[Data for this exercise — start]

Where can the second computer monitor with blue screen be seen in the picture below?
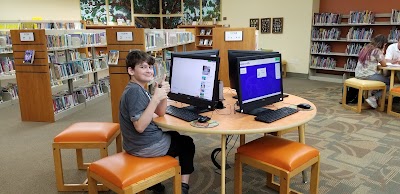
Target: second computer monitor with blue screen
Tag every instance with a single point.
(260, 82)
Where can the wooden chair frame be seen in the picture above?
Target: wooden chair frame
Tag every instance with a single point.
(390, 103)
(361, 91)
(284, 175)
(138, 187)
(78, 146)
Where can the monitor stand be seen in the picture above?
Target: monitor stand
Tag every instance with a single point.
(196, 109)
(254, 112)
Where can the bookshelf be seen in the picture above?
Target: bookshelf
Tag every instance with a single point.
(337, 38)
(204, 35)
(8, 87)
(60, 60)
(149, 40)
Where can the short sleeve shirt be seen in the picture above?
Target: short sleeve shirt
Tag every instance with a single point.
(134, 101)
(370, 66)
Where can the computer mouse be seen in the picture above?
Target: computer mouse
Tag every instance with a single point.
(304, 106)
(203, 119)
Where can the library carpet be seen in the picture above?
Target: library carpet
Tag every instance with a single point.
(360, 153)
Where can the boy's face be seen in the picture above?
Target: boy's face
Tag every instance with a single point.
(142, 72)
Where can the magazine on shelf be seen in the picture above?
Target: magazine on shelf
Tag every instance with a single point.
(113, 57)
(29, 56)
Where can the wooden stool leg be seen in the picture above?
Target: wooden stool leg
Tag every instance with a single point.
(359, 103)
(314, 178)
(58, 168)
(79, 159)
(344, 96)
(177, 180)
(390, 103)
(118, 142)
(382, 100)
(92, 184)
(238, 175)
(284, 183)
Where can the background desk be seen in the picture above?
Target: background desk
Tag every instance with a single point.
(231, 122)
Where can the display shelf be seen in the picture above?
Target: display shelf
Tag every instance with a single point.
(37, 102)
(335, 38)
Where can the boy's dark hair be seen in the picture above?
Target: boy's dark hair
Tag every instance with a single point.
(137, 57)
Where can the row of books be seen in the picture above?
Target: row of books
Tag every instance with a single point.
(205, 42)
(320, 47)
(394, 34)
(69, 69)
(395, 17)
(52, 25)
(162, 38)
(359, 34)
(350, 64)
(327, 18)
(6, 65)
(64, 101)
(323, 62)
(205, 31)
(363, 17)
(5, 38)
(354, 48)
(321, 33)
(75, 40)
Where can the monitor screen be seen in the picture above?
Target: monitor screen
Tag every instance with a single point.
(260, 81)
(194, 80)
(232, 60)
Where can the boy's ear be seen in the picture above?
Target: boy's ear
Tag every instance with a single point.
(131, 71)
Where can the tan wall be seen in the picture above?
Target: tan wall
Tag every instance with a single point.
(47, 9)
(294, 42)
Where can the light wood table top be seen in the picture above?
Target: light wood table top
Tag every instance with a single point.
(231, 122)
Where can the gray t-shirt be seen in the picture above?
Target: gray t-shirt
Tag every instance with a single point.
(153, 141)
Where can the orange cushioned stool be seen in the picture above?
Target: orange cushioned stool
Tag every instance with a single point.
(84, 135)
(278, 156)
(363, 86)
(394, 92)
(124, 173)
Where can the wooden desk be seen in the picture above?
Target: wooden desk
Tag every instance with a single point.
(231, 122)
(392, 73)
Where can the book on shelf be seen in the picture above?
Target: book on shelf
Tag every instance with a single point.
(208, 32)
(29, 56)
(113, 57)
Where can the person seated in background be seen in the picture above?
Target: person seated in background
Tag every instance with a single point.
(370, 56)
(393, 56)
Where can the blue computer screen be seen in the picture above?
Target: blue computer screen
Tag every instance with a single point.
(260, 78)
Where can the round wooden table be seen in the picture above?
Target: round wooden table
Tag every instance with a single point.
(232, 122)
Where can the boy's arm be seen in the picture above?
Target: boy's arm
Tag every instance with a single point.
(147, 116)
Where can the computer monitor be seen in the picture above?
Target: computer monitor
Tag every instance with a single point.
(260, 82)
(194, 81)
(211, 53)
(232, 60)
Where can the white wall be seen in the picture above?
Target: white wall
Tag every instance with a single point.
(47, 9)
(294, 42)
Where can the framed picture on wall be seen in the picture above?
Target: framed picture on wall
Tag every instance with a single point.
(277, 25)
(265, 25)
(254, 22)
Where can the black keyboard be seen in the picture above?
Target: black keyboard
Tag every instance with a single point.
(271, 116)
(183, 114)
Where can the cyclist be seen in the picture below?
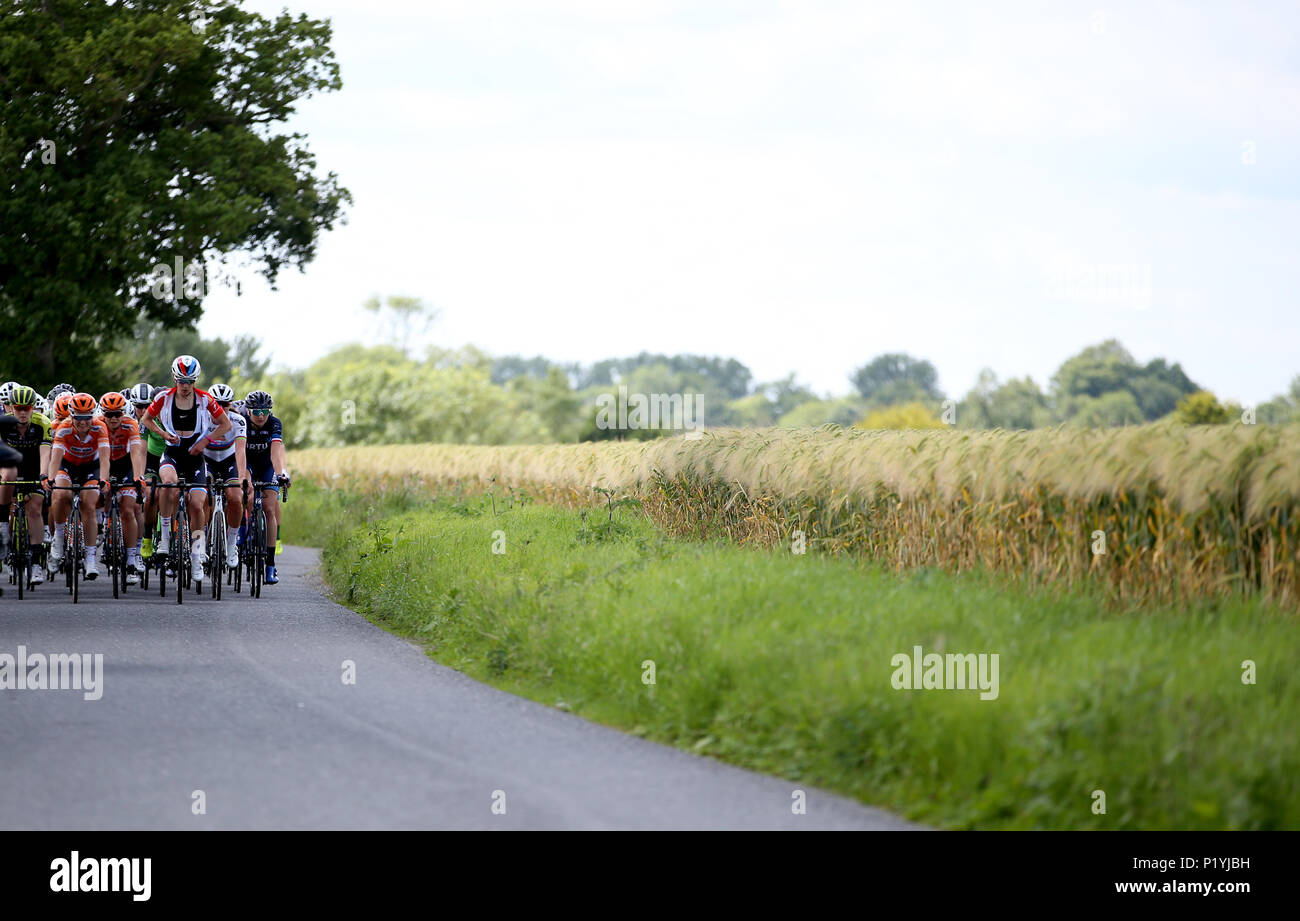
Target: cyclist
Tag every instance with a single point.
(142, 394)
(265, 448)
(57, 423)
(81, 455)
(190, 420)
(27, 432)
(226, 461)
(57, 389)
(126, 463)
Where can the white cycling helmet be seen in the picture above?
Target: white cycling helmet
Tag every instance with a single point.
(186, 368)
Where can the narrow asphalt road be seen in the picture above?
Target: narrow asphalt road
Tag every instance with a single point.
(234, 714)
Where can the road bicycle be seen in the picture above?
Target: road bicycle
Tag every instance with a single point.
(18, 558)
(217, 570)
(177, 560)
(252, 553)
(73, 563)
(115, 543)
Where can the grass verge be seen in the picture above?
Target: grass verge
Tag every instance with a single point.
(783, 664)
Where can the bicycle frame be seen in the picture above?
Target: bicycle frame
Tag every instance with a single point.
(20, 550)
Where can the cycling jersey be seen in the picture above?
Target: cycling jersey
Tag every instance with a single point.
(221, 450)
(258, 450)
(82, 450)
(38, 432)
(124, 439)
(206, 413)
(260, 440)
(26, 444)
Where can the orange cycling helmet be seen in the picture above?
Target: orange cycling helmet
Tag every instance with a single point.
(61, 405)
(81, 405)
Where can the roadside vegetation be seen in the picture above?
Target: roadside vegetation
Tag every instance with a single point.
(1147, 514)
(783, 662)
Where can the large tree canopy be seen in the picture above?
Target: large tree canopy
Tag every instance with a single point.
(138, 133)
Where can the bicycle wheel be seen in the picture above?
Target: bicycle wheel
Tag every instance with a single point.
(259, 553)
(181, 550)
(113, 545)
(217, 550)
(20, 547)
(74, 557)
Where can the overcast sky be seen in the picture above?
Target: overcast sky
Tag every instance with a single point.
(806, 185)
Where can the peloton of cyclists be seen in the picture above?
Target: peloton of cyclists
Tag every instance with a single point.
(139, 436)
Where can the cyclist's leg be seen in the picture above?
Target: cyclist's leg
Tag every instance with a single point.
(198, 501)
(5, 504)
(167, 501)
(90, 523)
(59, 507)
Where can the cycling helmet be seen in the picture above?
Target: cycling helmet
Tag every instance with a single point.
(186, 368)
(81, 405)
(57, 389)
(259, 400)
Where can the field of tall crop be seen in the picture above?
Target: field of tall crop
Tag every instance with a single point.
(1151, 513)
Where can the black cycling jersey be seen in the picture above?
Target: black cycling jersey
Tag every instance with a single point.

[Data for this exercise — finish]

◆ What to produce
Identify the lines of the entries containing the string "framed". Copy each such line.

◆ Your response
Where can the framed picture on wall be seen in the picture above?
Target: framed picture on wall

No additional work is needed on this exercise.